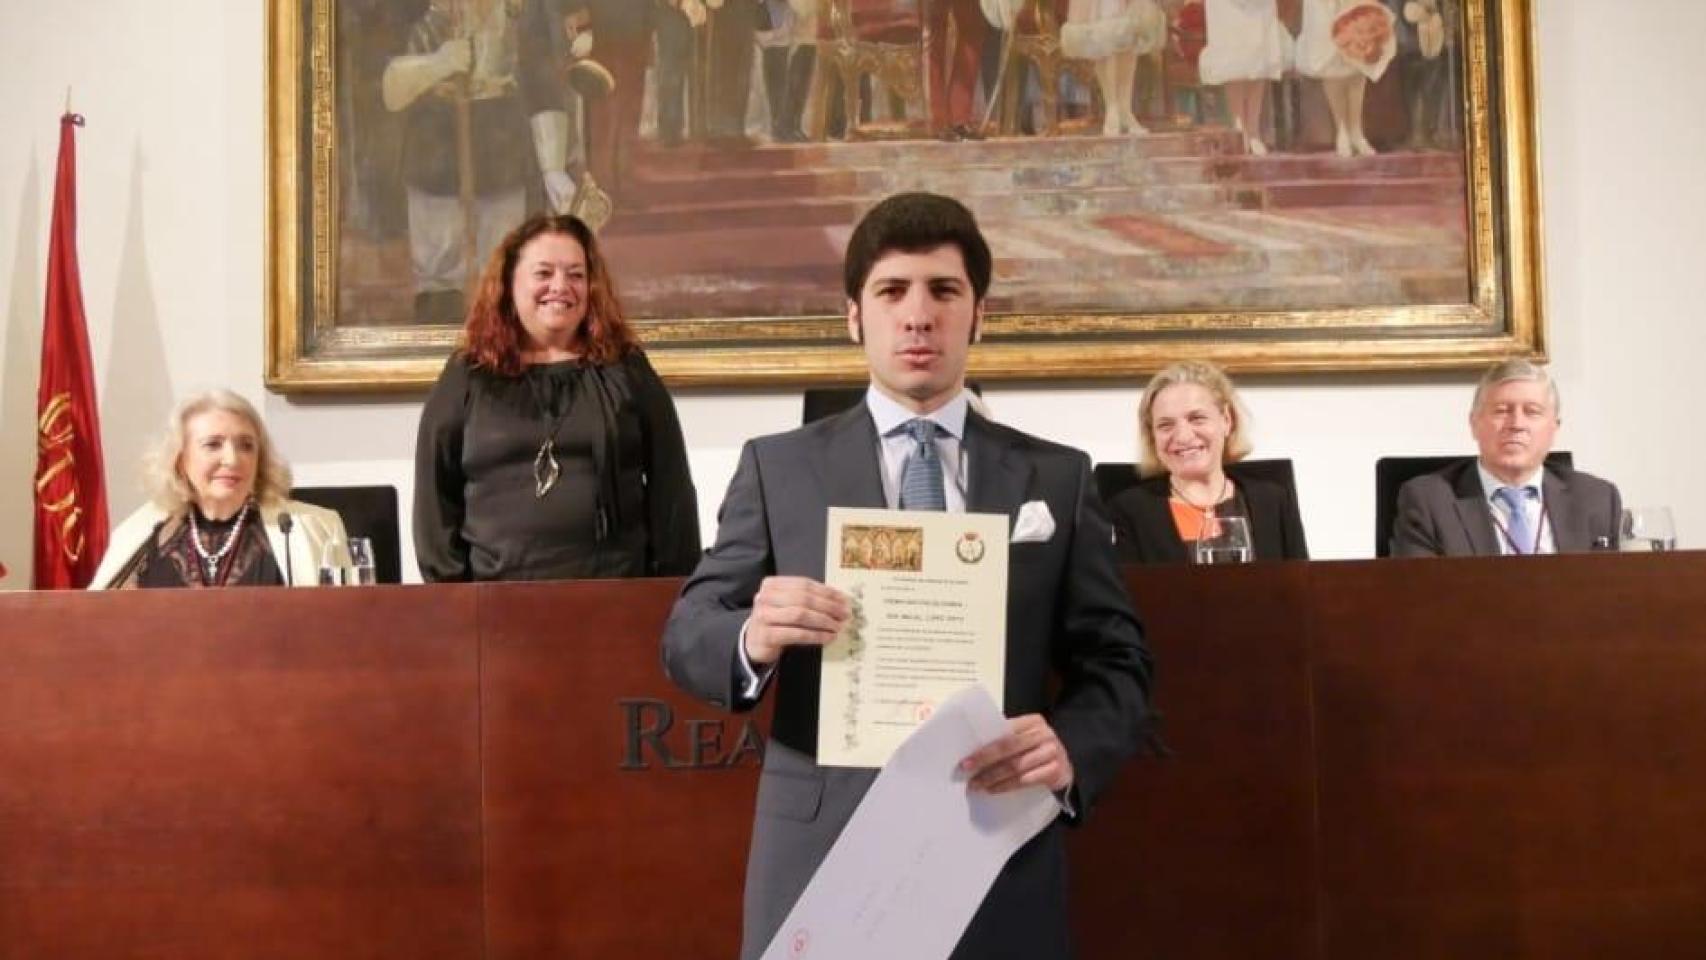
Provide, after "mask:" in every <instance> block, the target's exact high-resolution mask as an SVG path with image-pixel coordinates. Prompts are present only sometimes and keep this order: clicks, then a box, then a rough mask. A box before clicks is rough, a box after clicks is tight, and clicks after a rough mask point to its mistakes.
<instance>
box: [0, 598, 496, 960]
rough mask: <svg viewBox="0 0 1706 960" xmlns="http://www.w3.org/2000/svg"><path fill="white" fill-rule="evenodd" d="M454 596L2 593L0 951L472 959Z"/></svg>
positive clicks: (471, 865)
mask: <svg viewBox="0 0 1706 960" xmlns="http://www.w3.org/2000/svg"><path fill="white" fill-rule="evenodd" d="M474 641H476V634H474V592H473V590H471V588H461V590H457V588H450V590H396V588H375V590H363V592H360V595H358V597H357V595H355V592H338V590H326V592H314V590H292V592H285V590H241V588H232V590H222V592H198V593H193V595H191V593H189V592H181V590H159V592H128V593H125V595H118V593H113V595H101V593H14V595H7V597H5V600H3V605H0V957H7V958H53V960H77V958H90V960H94V958H101V960H113V958H126V957H150V958H154V957H160V958H165V957H171V958H174V960H177V958H227V957H266V958H299V957H300V958H304V960H307V958H326V957H375V958H377V957H432V958H437V957H444V958H450V957H457V958H464V957H478V955H479V950H481V916H479V900H478V892H479V882H481V875H479V743H478V738H476V720H478V708H479V704H478V687H476V684H474V677H476V660H474V656H476V643H474Z"/></svg>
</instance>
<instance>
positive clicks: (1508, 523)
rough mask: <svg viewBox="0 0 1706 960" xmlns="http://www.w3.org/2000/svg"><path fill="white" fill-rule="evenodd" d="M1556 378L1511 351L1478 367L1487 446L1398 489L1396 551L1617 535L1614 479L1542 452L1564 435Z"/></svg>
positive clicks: (1611, 536)
mask: <svg viewBox="0 0 1706 960" xmlns="http://www.w3.org/2000/svg"><path fill="white" fill-rule="evenodd" d="M1558 425H1559V404H1558V385H1556V384H1552V379H1551V377H1549V375H1547V373H1546V368H1544V367H1539V365H1535V363H1530V361H1527V360H1506V361H1503V363H1500V365H1496V367H1493V368H1491V370H1488V372H1486V375H1484V377H1481V384H1479V385H1477V387H1476V399H1474V402H1472V406H1471V411H1469V428H1471V431H1472V433H1474V437H1476V445H1477V447H1479V448H1481V455H1479V457H1476V459H1472V460H1465V462H1462V464H1454V466H1450V467H1445V469H1443V471H1438V472H1433V474H1426V476H1419V477H1416V479H1413V481H1409V483H1406V484H1404V486H1402V488H1401V489H1399V493H1397V522H1396V525H1394V530H1392V556H1501V554H1549V552H1581V551H1590V549H1595V547H1612V546H1616V544H1617V523H1619V522H1621V515H1622V500H1621V498H1619V496H1617V488H1616V486H1612V484H1609V483H1605V481H1602V479H1599V477H1595V476H1592V474H1583V472H1578V471H1573V469H1570V467H1563V466H1554V464H1547V462H1546V455H1547V454H1551V452H1552V440H1554V438H1556V437H1558Z"/></svg>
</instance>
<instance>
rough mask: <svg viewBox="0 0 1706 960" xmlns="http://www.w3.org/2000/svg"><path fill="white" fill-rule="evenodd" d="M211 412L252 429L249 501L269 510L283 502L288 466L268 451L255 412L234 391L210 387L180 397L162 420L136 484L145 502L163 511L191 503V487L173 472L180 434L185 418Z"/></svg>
mask: <svg viewBox="0 0 1706 960" xmlns="http://www.w3.org/2000/svg"><path fill="white" fill-rule="evenodd" d="M215 409H217V411H223V413H229V414H234V416H241V418H242V419H246V421H249V426H252V428H254V447H256V467H254V500H256V501H258V503H261V505H264V506H271V505H276V503H280V501H283V500H285V498H288V496H290V466H288V464H285V462H283V460H281V459H280V457H278V448H276V447H273V438H271V437H270V435H268V433H266V425H264V423H261V414H259V413H256V411H254V406H251V404H249V401H246V399H242V397H241V396H237V394H235V392H232V390H227V389H223V387H215V389H212V390H203V392H200V394H191V396H189V397H184V401H183V402H179V404H177V408H176V409H172V414H171V418H167V421H165V431H164V433H162V435H160V440H159V443H155V447H154V450H152V452H150V454H148V455H147V457H145V459H143V464H142V483H143V488H145V489H147V491H148V500H152V501H154V505H155V506H159V508H160V510H165V512H169V513H176V512H179V510H184V508H186V506H189V503H193V501H194V489H191V488H189V481H188V479H184V474H183V471H179V469H177V464H179V460H181V459H183V455H184V430H186V426H188V423H189V418H191V416H196V414H201V413H208V411H215Z"/></svg>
::::::
#### TO DO
Please write every line above out exactly as given, except for any pictures.

#### COMPLETED EXERCISE
Provide, after "mask:" in every <instance> block, the target's exact high-resolution mask as an SVG path with image-pixel coordinates. Prompts are present only sometimes and keep this order: clicks, then a box, then a rough mask. A box before clicks is rough, a box after clicks is tight, and clicks after a rough mask point to its mistakes.
<instance>
box: [0, 598, 496, 960]
rough mask: <svg viewBox="0 0 1706 960" xmlns="http://www.w3.org/2000/svg"><path fill="white" fill-rule="evenodd" d="M454 596L2 593L0 951L472 959Z"/></svg>
positive clicks: (471, 865)
mask: <svg viewBox="0 0 1706 960" xmlns="http://www.w3.org/2000/svg"><path fill="white" fill-rule="evenodd" d="M474 641H476V634H474V592H473V590H471V588H461V590H457V588H450V590H396V588H375V590H363V592H360V595H358V597H357V595H355V592H338V590H326V592H314V590H292V592H285V590H241V588H232V590H222V592H198V593H193V595H191V593H189V592H181V590H159V592H128V593H125V595H118V593H113V595H101V593H14V595H7V597H5V600H3V605H0V957H7V958H53V960H77V958H90V960H94V958H101V960H113V958H126V957H150V958H154V957H160V958H165V957H171V958H174V960H177V958H227V957H266V958H299V957H300V958H304V960H307V958H326V957H375V958H377V957H432V958H437V957H444V958H450V957H457V958H464V957H478V955H479V950H481V916H479V900H478V892H479V882H481V875H479V743H478V738H476V720H478V708H479V704H478V687H476V684H474V677H476V660H474V656H476V643H474Z"/></svg>
</instance>
<instance>
positive clicks: (1508, 523)
rough mask: <svg viewBox="0 0 1706 960" xmlns="http://www.w3.org/2000/svg"><path fill="white" fill-rule="evenodd" d="M1556 378L1511 351L1478 367L1487 446L1398 489L1396 551L1617 535L1614 479L1542 452L1564 435Z"/></svg>
positive clicks: (1611, 536)
mask: <svg viewBox="0 0 1706 960" xmlns="http://www.w3.org/2000/svg"><path fill="white" fill-rule="evenodd" d="M1558 425H1559V404H1558V385H1556V384H1552V379H1551V377H1549V375H1547V373H1546V368H1544V367H1539V365H1535V363H1530V361H1527V360H1506V361H1503V363H1500V365H1496V367H1493V368H1491V370H1488V372H1486V375H1484V377H1481V384H1479V385H1477V387H1476V399H1474V402H1472V406H1471V411H1469V428H1471V431H1472V433H1474V437H1476V445H1477V447H1479V448H1481V455H1479V457H1476V459H1472V460H1465V462H1462V464H1454V466H1450V467H1445V469H1443V471H1438V472H1433V474H1426V476H1419V477H1416V479H1413V481H1409V483H1406V484H1404V486H1402V488H1401V489H1399V493H1397V522H1396V525H1394V530H1392V556H1501V554H1549V552H1581V551H1590V549H1595V547H1612V546H1616V544H1617V523H1619V522H1621V515H1622V500H1621V498H1619V496H1617V488H1616V486H1612V484H1609V483H1605V481H1602V479H1599V477H1595V476H1592V474H1583V472H1578V471H1573V469H1570V467H1563V466H1554V464H1547V462H1546V455H1547V454H1551V452H1552V440H1554V438H1556V437H1558Z"/></svg>
</instance>
<instance>
rough mask: <svg viewBox="0 0 1706 960" xmlns="http://www.w3.org/2000/svg"><path fill="white" fill-rule="evenodd" d="M211 412L252 429L249 501L269 510L283 502L288 466L268 451L255 412L234 391L210 387L180 397L162 420L136 484L145 502L163 511L191 503V487L173 472L180 434L185 418Z"/></svg>
mask: <svg viewBox="0 0 1706 960" xmlns="http://www.w3.org/2000/svg"><path fill="white" fill-rule="evenodd" d="M215 409H217V411H223V413H229V414H234V416H241V418H242V419H246V421H249V426H252V428H254V447H256V467H254V500H256V501H258V503H261V505H264V506H271V505H276V503H280V501H283V500H285V498H288V496H290V466H288V464H285V462H283V460H281V459H280V457H278V448H276V447H273V438H271V437H270V435H268V433H266V425H264V423H261V414H259V413H256V411H254V406H251V404H249V401H246V399H242V397H241V396H237V394H235V392H232V390H227V389H223V387H215V389H212V390H203V392H200V394H191V396H189V397H184V401H183V402H179V404H177V408H176V409H172V414H171V418H167V421H165V431H164V433H162V435H160V440H159V443H155V447H154V450H152V452H150V454H148V455H147V457H145V459H143V464H142V483H143V488H145V489H147V491H148V500H152V501H154V505H155V506H159V508H160V510H165V512H169V513H176V512H179V510H184V508H186V506H189V503H193V501H194V489H191V488H189V481H188V479H184V474H183V471H179V469H177V464H179V460H181V459H183V455H184V430H186V426H188V423H189V418H191V416H196V414H201V413H208V411H215Z"/></svg>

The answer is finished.